Arguing for the release of the information was Knight News Inc. Its site, KnightNews.com, while not officially affiliated with UCF, remains the only complete, student-run independent news outlet covering UCF. The university had an official student-run newspaper, The Future, but it ceased publication in August and had no ties with the case.

Knight News was particularly interested in the records to see who in the UCF Student Government Association had access to, and spending power over, the UCF Activity and Service budget. This was a list of interest because all of the students pay into this fund as part of their tuition package. UCF is the second-largest university enrollment-wise in the United States.

“I think this ruling further reiterates the rights student journalists have to this kind of information," Kelley Callaway, the president of the College Media Association and the director of student publications at Rice University, told The Florida Record.

UCF argued that the information being requested fell under the national Family Educational Rights and Privacy Act (FERPA) and if it was to violate that act, it would be liable to lose federal funding from the U.S. Department of Education.

The decision, issued by Judge John E. Jordan, is the culmination of a case that saw its start in 2013. Jordan sided with the Knight News argument that the records in question do not fall under FERPA because the records in question do not deal with educational issues.

“(The ruling) shows again that colleges and universities often misuse FERPA to prevent student journalists from covering their campuses," Callaway said.

▶ _Goals_
(1) For each statement, say whether it agrees with the article about the UCF records case, answering yes or no and quoting the words of the article that decide it: (a) The Future stopped publishing in August. (b) Judge John E. Jordan sided with UCF. (c) KnightNews.com is officially affiliated with UCF.
(2) Set down word for word the passage of the article about the UCF records case from "Arguing for the" to "the United States.".
(3) Write the next part of the article about the UCF records case, picking up after its last sentence.
The lines after the article about the UCF records case aren't needed.

▶ _Material_
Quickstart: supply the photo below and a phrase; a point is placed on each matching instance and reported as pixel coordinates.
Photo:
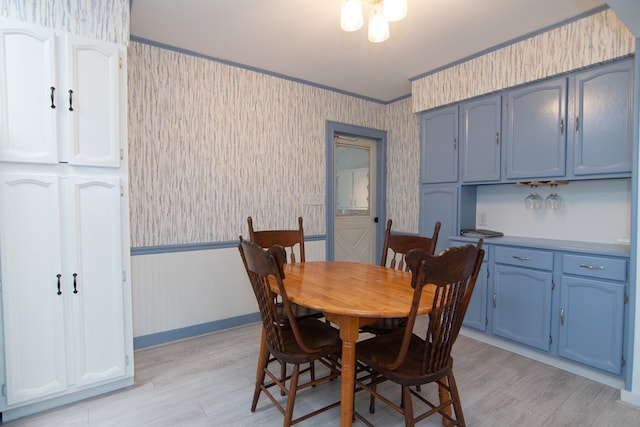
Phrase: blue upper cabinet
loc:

▶ _Answers per task_
(1)
(a) Yes: "it ceased publication in August"
(b) No: "Jordan sided with the Knight News argument that the records in question do not fall under FERPA"
(c) No: "while not officially affiliated with UCF"

(2)
Arguing for the release of the information was Knight News Inc. Its site, KnightNews.com, while not officially affiliated with UCF, remains the only complete, student-run independent news outlet covering UCF. The university had an official student-run newspaper, The Future, but it ceased publication in August and had no ties with the case.

Knight News was particularly interested in the records to see who in the UCF Student Government Association had access to, and spending power over, the UCF Activity and Service budget. This was a list of interest because all of the students pay into this fund as part of their tuition package. UCF is the second-largest university enrollment-wise in the United States.

(3)
Knight News and UCF have a history in court together. This is the third lawsuit filed by Knight News against UCF since 2012. All the cases have involved the request, and subsequent denials, of several public records requests dating back to 2012. Justin Hemlepp, an attorney operating from his private firm in Tampa and working with Knight News on this case, has said that their importance cannot be overstated.

“If UCF somehow had won this or still finds a way to do so, it will force every other student government in this state at a public university or community college to shut down their records to the public, to shut down their meetings to the public and all the sudden all of these student governments will be operating in secrecy,” Hemlepp said in an April article published in the Independent Florida Alligator.

What the reach of this ruling will be remains to be seen.

“Hopefully this will make other colleges that are attempting to block student media from vital information think twice,” Callaway said.